Study material section start

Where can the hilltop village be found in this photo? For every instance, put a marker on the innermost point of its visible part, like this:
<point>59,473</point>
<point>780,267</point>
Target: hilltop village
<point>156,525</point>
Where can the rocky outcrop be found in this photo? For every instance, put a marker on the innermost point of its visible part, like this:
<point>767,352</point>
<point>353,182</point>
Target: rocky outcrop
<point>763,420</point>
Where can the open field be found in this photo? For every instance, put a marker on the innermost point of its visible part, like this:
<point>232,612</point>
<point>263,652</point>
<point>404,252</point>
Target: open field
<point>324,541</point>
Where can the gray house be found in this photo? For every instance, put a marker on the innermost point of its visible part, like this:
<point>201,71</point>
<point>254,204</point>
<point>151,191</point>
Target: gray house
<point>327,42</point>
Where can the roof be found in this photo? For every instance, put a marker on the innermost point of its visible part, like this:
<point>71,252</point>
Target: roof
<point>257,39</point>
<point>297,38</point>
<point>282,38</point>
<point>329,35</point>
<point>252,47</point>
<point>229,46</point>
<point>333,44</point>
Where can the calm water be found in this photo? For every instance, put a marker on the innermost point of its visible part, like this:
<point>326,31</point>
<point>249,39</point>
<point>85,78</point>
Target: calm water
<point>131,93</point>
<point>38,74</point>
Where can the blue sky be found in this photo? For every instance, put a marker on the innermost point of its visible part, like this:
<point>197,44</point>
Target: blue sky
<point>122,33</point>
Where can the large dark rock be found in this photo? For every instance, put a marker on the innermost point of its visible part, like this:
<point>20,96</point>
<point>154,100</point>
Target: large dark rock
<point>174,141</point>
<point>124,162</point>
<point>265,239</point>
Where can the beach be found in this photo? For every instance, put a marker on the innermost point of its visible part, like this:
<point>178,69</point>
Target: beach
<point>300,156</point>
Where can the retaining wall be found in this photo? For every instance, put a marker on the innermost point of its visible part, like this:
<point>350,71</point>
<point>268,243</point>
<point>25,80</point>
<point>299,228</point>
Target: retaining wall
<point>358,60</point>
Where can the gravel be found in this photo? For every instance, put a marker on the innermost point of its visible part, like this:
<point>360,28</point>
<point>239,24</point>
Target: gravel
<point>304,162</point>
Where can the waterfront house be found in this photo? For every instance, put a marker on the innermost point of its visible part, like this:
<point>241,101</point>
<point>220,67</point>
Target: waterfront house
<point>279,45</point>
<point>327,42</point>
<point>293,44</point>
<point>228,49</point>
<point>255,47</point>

Study material section end

◆ What needs to be done ◆
Beginning with the first line of the entries, repeat each line exactly until you have reproduced the one containing "<point>404,252</point>", and add nothing further.

◆ Solution to this problem ◆
Where can the hilltop village be found in this photo? For every instance, put a marker on the innermost point of its visible part, like this:
<point>59,473</point>
<point>780,267</point>
Target: hilltop village
<point>156,525</point>
Where can the rocky outcrop be found in this photo? For every instance, put a marker on the innermost point of its visible part, like this:
<point>767,352</point>
<point>353,182</point>
Target: rocky outcrop
<point>763,420</point>
Where can the open field be found in this photo? For every instance, put a marker on the innermost point of its visible part, like this:
<point>232,612</point>
<point>263,652</point>
<point>404,252</point>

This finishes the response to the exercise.